__Problem statement__
Of all the lines below, output only those starting at the one with "Target: photo of green hummingbird" and ending at the one with "Target: green rainforest map", both ends included, exactly as written.

Point localization data
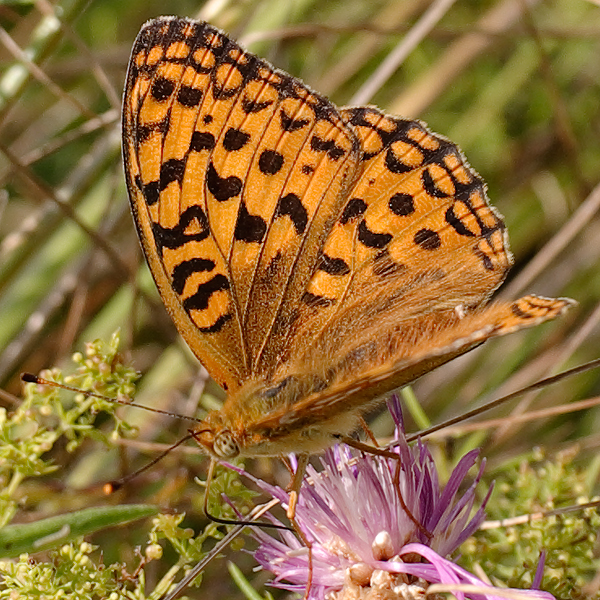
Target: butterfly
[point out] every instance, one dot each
(313, 257)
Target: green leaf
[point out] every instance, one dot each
(55, 531)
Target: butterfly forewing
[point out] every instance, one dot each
(312, 257)
(236, 172)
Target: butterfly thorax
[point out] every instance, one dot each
(265, 419)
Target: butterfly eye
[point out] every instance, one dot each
(225, 446)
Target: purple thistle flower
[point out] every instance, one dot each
(364, 544)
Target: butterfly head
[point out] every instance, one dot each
(215, 439)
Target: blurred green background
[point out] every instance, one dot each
(515, 84)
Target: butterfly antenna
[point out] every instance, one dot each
(538, 385)
(256, 513)
(243, 523)
(113, 486)
(30, 378)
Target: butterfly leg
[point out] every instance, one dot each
(294, 490)
(295, 484)
(387, 454)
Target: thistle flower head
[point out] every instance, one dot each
(379, 527)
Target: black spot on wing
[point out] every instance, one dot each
(402, 204)
(222, 188)
(199, 300)
(170, 171)
(394, 164)
(183, 270)
(315, 301)
(249, 228)
(455, 222)
(175, 237)
(431, 187)
(189, 96)
(162, 88)
(372, 239)
(270, 162)
(151, 192)
(427, 239)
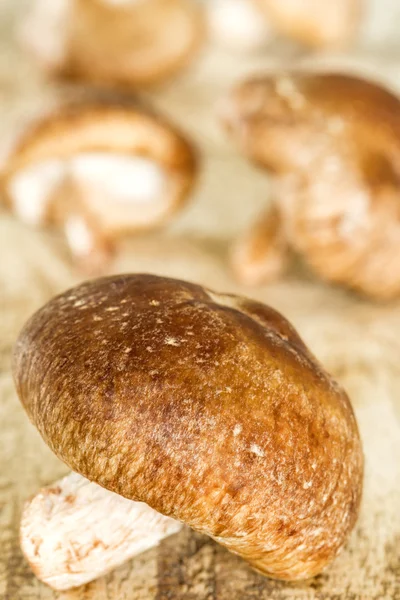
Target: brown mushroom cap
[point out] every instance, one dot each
(131, 43)
(315, 22)
(207, 407)
(335, 141)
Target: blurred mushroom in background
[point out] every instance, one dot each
(239, 25)
(249, 25)
(315, 23)
(333, 142)
(127, 43)
(98, 171)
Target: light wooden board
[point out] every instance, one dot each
(358, 341)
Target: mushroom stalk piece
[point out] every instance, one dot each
(261, 254)
(208, 407)
(333, 143)
(75, 531)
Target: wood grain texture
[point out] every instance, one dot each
(357, 341)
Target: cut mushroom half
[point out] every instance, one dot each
(124, 42)
(99, 172)
(75, 531)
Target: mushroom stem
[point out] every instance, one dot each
(261, 254)
(75, 531)
(86, 240)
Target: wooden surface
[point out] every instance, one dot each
(358, 341)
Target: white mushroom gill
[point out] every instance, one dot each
(31, 189)
(124, 180)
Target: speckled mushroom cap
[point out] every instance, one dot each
(334, 142)
(208, 407)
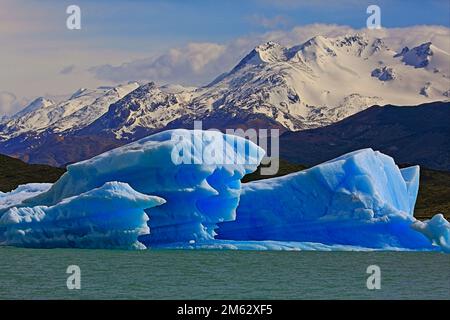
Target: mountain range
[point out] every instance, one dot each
(308, 86)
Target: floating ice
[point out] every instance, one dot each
(359, 199)
(437, 230)
(111, 216)
(15, 197)
(197, 172)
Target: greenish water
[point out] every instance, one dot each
(173, 274)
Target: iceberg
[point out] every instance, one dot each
(197, 172)
(111, 216)
(359, 199)
(22, 192)
(182, 189)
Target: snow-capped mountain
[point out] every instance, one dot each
(149, 107)
(83, 107)
(325, 80)
(309, 85)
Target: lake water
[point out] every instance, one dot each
(176, 274)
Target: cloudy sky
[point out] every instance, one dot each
(178, 41)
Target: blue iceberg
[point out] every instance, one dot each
(197, 172)
(182, 189)
(359, 199)
(111, 216)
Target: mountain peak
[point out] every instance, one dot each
(38, 103)
(418, 57)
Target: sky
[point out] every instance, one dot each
(187, 42)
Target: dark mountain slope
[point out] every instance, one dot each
(416, 135)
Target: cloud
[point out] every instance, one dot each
(9, 104)
(67, 70)
(199, 63)
(195, 61)
(269, 23)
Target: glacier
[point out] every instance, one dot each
(111, 216)
(359, 199)
(200, 191)
(170, 190)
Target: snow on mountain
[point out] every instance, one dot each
(309, 85)
(83, 107)
(326, 79)
(38, 103)
(147, 107)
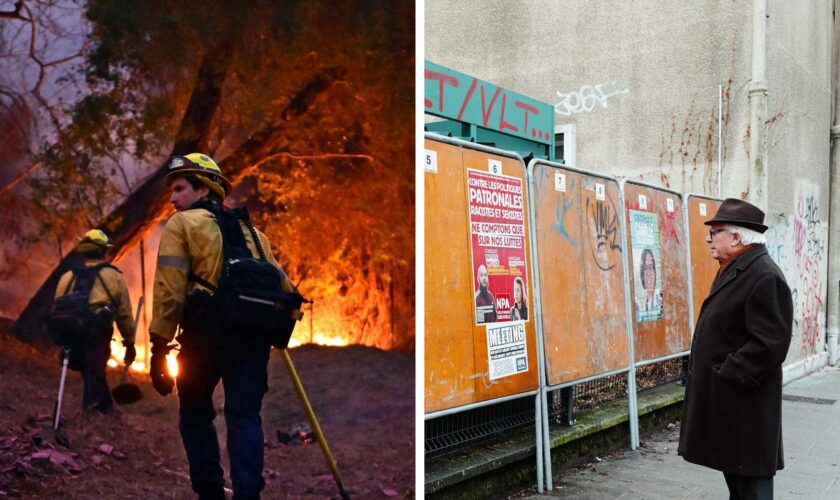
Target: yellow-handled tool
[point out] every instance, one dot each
(315, 426)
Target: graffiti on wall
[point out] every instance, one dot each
(603, 224)
(587, 98)
(798, 245)
(809, 250)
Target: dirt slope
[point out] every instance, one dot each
(364, 399)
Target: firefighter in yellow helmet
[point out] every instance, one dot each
(109, 301)
(198, 242)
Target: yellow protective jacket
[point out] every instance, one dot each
(111, 279)
(192, 242)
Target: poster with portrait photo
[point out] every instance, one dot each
(497, 233)
(647, 278)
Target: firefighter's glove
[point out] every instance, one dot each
(161, 379)
(130, 354)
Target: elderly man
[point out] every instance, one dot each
(732, 415)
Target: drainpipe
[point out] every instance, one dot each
(833, 300)
(758, 106)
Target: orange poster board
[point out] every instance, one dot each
(703, 267)
(468, 360)
(656, 239)
(580, 267)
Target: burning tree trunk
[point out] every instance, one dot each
(148, 203)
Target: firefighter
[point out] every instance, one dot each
(108, 299)
(189, 264)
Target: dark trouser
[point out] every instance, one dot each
(244, 375)
(749, 487)
(97, 395)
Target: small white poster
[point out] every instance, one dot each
(600, 192)
(507, 350)
(494, 167)
(559, 182)
(430, 162)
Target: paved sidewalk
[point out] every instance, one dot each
(811, 432)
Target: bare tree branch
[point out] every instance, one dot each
(14, 14)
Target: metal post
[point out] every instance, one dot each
(538, 437)
(61, 387)
(541, 425)
(567, 398)
(720, 135)
(628, 312)
(758, 106)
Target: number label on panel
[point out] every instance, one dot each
(559, 182)
(494, 167)
(430, 161)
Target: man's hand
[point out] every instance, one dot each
(161, 379)
(130, 354)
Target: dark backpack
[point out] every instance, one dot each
(250, 296)
(71, 322)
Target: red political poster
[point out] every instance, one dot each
(497, 231)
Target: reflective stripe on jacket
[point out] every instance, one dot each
(113, 280)
(191, 241)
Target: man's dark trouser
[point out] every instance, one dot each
(749, 487)
(244, 374)
(96, 394)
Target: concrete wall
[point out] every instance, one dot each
(639, 82)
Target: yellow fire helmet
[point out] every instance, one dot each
(97, 237)
(203, 168)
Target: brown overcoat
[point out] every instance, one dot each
(732, 414)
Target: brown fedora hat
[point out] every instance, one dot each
(739, 213)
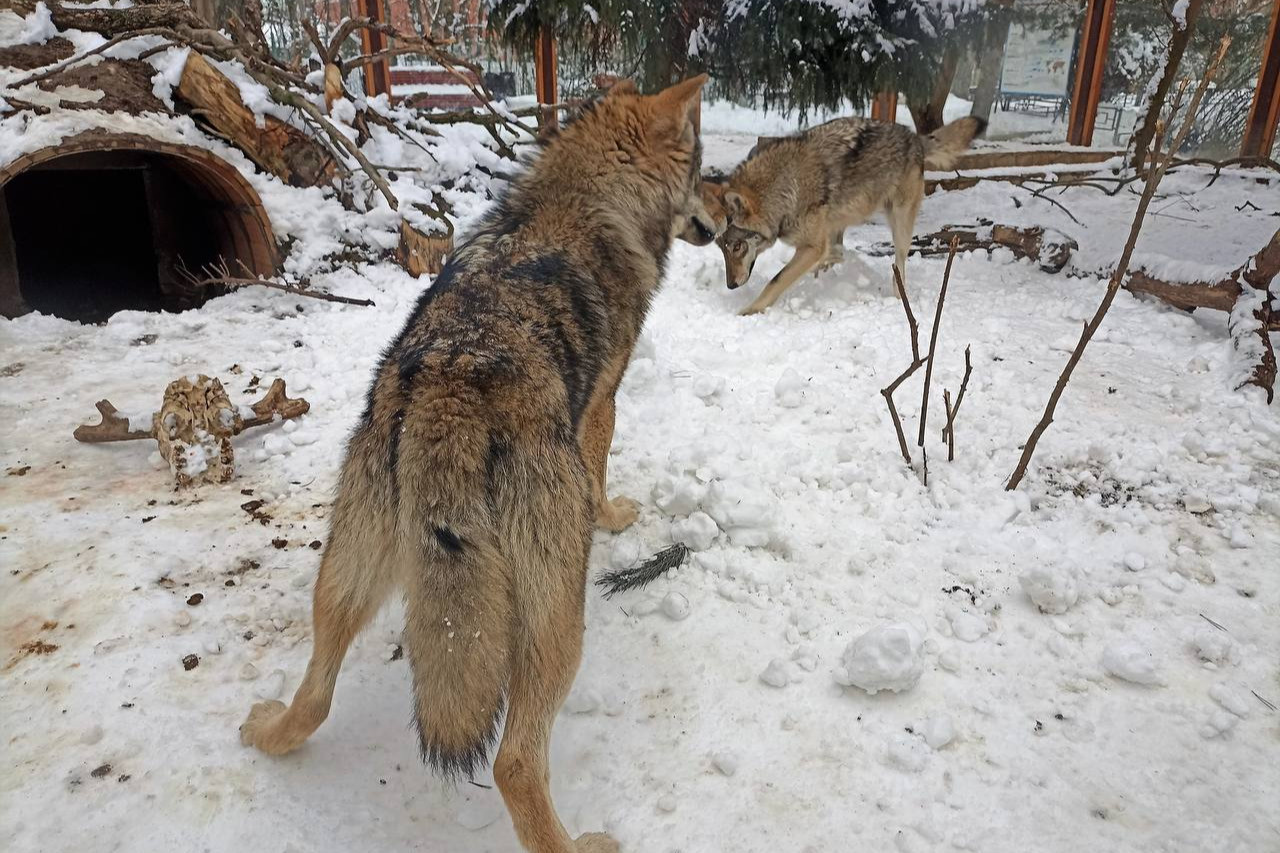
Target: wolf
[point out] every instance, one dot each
(805, 190)
(478, 468)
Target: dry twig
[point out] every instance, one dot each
(933, 342)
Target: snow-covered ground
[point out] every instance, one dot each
(1082, 665)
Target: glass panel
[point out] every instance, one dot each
(1137, 54)
(1037, 73)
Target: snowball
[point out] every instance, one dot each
(790, 389)
(887, 657)
(1197, 503)
(677, 496)
(1130, 661)
(675, 606)
(776, 674)
(37, 27)
(698, 530)
(1051, 589)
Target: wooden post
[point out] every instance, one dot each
(1089, 63)
(885, 106)
(544, 77)
(1260, 131)
(378, 76)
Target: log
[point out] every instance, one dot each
(1256, 273)
(424, 254)
(277, 147)
(1047, 247)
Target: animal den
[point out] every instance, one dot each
(105, 223)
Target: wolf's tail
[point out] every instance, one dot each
(947, 142)
(458, 609)
(457, 633)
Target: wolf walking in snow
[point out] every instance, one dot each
(478, 469)
(805, 190)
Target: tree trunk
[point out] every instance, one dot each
(277, 147)
(1146, 131)
(928, 115)
(990, 63)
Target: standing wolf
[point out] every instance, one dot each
(805, 190)
(478, 468)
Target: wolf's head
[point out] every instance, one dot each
(707, 218)
(745, 236)
(636, 156)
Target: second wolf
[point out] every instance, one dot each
(805, 190)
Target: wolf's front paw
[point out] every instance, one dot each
(257, 730)
(617, 514)
(595, 843)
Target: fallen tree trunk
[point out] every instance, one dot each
(1047, 247)
(1257, 273)
(277, 147)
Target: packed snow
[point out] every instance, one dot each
(849, 660)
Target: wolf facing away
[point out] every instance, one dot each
(805, 190)
(474, 477)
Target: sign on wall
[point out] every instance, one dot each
(1037, 62)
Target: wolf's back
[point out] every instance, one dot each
(950, 141)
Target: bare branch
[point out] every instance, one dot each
(1153, 178)
(933, 343)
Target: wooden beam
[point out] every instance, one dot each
(885, 106)
(378, 74)
(1260, 131)
(1091, 60)
(544, 77)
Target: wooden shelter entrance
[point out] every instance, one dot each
(104, 223)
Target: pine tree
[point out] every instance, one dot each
(786, 54)
(810, 54)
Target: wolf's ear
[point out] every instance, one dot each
(739, 205)
(681, 99)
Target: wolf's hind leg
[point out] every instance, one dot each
(901, 223)
(549, 573)
(835, 251)
(597, 437)
(800, 263)
(355, 576)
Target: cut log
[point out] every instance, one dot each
(1050, 249)
(1256, 273)
(277, 147)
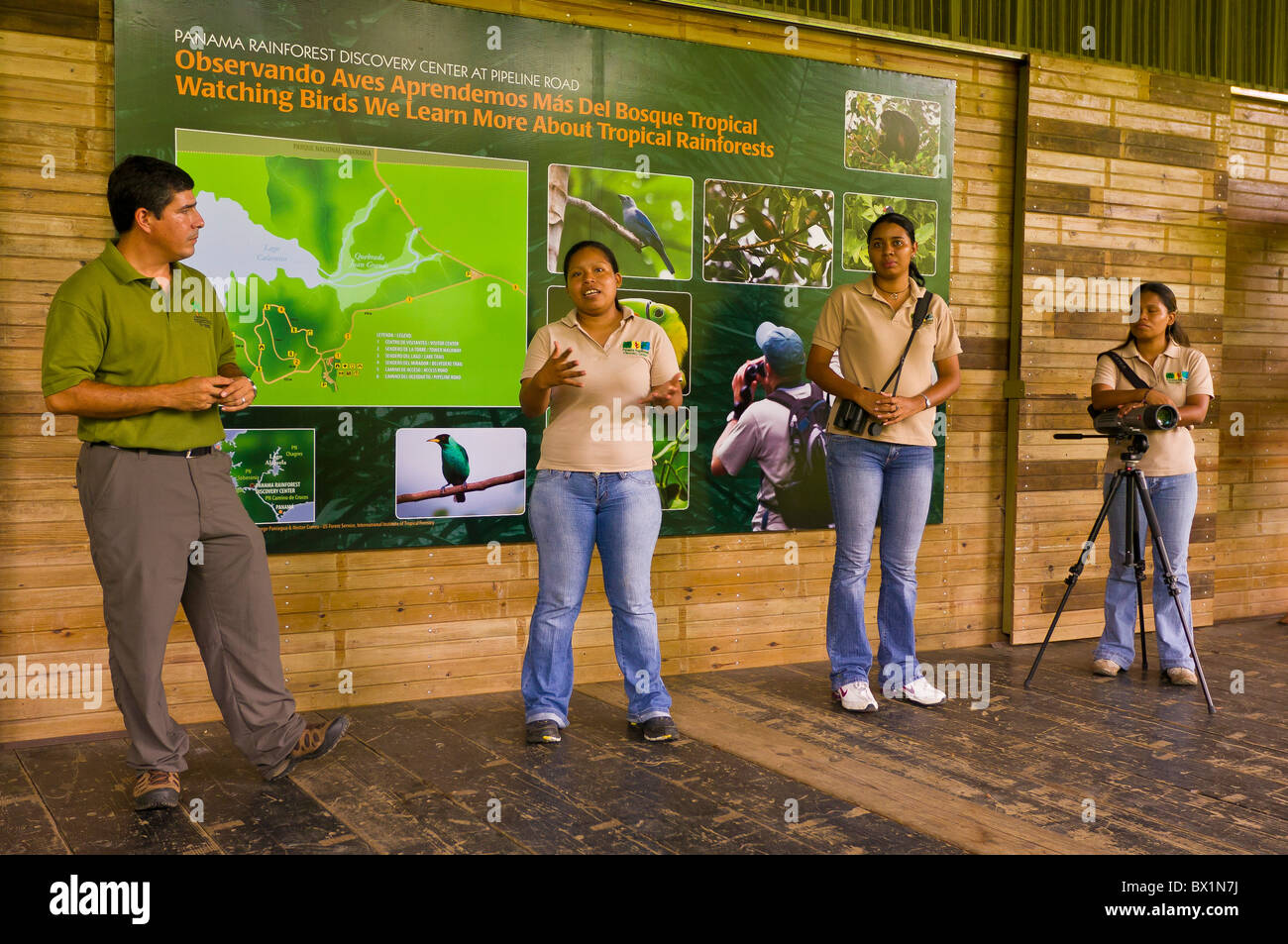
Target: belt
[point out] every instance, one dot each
(184, 454)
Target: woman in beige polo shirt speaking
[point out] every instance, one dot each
(1158, 352)
(884, 469)
(597, 369)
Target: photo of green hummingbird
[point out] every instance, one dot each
(456, 463)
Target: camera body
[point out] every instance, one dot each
(854, 419)
(1142, 419)
(756, 371)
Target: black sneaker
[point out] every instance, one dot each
(544, 732)
(661, 728)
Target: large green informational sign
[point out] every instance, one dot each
(389, 187)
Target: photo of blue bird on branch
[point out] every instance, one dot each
(647, 219)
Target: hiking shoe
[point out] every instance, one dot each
(316, 741)
(922, 691)
(660, 728)
(855, 697)
(155, 789)
(542, 732)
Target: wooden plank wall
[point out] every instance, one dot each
(413, 623)
(1252, 507)
(1125, 178)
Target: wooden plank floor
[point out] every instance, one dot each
(1077, 764)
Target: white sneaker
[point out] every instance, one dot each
(922, 691)
(855, 697)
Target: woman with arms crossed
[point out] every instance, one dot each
(885, 474)
(592, 488)
(1158, 352)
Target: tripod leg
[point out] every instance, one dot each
(1138, 545)
(1076, 571)
(1170, 578)
(1133, 559)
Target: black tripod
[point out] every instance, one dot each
(1133, 553)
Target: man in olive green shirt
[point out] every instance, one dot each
(140, 349)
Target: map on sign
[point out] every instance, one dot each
(274, 472)
(365, 277)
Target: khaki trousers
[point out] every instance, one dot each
(166, 531)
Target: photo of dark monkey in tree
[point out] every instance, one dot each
(893, 136)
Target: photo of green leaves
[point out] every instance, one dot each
(861, 210)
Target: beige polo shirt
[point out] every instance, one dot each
(870, 336)
(600, 426)
(1179, 372)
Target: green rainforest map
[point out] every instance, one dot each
(274, 472)
(362, 275)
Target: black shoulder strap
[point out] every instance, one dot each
(1132, 377)
(918, 318)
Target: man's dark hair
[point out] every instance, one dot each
(145, 181)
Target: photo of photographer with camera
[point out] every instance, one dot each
(784, 433)
(898, 355)
(1154, 367)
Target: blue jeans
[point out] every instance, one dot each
(1173, 498)
(871, 481)
(570, 513)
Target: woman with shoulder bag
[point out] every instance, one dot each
(880, 455)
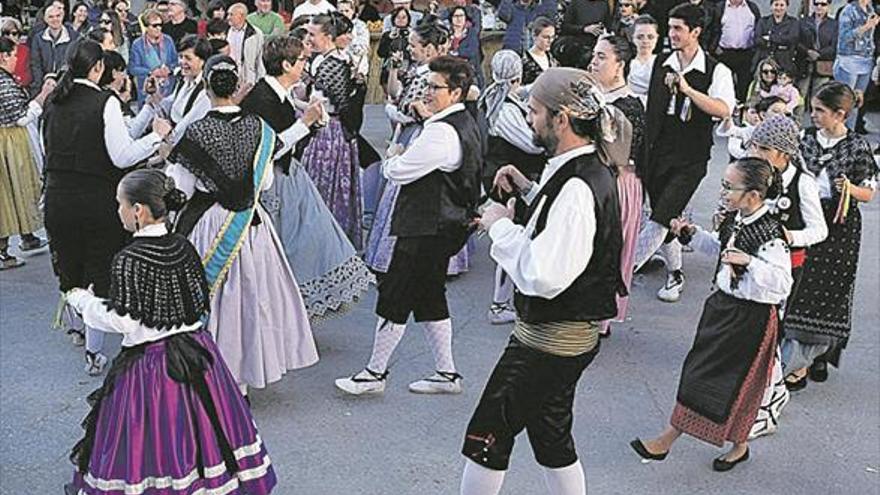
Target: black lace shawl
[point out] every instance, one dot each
(335, 80)
(160, 282)
(219, 150)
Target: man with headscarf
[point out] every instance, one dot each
(799, 210)
(509, 140)
(565, 263)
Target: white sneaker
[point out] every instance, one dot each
(365, 382)
(671, 292)
(95, 363)
(501, 314)
(441, 382)
(77, 338)
(764, 424)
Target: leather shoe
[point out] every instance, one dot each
(721, 465)
(640, 449)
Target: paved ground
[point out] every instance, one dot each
(403, 444)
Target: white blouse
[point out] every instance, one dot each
(767, 278)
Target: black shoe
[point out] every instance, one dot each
(640, 449)
(721, 465)
(797, 384)
(819, 371)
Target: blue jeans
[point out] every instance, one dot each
(855, 72)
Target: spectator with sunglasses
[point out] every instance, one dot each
(153, 58)
(817, 48)
(11, 28)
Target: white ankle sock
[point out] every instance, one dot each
(387, 337)
(671, 252)
(649, 241)
(479, 480)
(569, 480)
(503, 292)
(439, 335)
(94, 339)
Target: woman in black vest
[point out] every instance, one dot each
(798, 209)
(727, 368)
(87, 149)
(819, 317)
(509, 140)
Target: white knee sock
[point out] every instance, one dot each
(650, 239)
(569, 480)
(479, 480)
(671, 252)
(387, 337)
(439, 335)
(503, 292)
(94, 339)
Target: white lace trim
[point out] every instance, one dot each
(337, 289)
(185, 482)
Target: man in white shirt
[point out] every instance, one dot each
(686, 94)
(245, 45)
(565, 264)
(439, 175)
(311, 8)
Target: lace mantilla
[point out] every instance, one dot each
(336, 290)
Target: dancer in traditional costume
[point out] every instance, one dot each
(565, 265)
(439, 177)
(509, 140)
(611, 57)
(88, 146)
(427, 41)
(730, 362)
(799, 210)
(223, 163)
(330, 274)
(819, 319)
(19, 175)
(331, 157)
(688, 89)
(169, 418)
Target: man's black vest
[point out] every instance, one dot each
(692, 139)
(788, 205)
(592, 295)
(443, 203)
(74, 134)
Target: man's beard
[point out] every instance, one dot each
(548, 141)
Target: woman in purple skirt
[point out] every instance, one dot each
(331, 157)
(169, 418)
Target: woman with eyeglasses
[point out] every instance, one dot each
(465, 41)
(537, 58)
(79, 18)
(625, 18)
(817, 49)
(766, 76)
(11, 28)
(19, 169)
(645, 36)
(725, 372)
(819, 319)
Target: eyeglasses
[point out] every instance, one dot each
(728, 187)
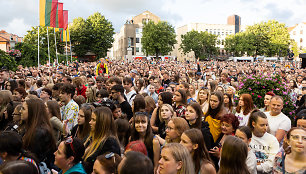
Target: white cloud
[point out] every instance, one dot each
(17, 26)
(177, 12)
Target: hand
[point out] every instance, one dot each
(215, 151)
(54, 171)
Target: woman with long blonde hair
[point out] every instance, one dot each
(175, 159)
(102, 137)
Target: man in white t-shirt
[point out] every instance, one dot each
(279, 123)
(264, 145)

__Reply__
Target: photo of green hummingbird
[point out] every instance, one dot each
(456, 463)
Target: camera body
[point out] every instance, one dot each
(854, 419)
(1142, 419)
(756, 371)
Target: black sneaker
[point out] every instance, one dot each
(544, 732)
(661, 728)
Target: large green informational sign
[point out] every instance, one dot each
(389, 187)
Target: photo of blue bird on branch
[point out] every instance, one dot each
(647, 219)
Target: hiking shoe
[point out] every instance, one dot each
(316, 741)
(922, 691)
(660, 728)
(855, 697)
(155, 789)
(542, 732)
Target: wooden plank wall
[point out] every instance, one dot each
(413, 623)
(1252, 507)
(1125, 178)
Target: wooden plank floor
[point out] every instance, one dot each
(1077, 764)
Target: white sneaker
[point out] every instance, one dot each
(922, 691)
(855, 697)
Target: woman with arms crossed
[point out] every instance, one dot each
(885, 474)
(592, 488)
(1158, 352)
Target: tripod leg
[point out] every instance, one dot each
(1138, 545)
(1076, 571)
(1170, 578)
(1133, 559)
Target: black tripod
[point out] every instance, one dot each
(1133, 553)
Target: man in olive green shirt
[point out] every instance, one dot each
(140, 349)
Target: map on sign
[point out] every instance, one dot each
(274, 472)
(365, 277)
Target: khaki trousers
[point out] every instance, one dot each
(166, 531)
Target: photo of dark monkey in tree
[point out] every instance, one dot each
(893, 136)
Target: photo of green leaves
[point out] every instance, one dot each
(861, 210)
Target: beige polo shirt
[point out] every instance, one dot each
(870, 336)
(600, 426)
(1179, 372)
Target: green rainforest map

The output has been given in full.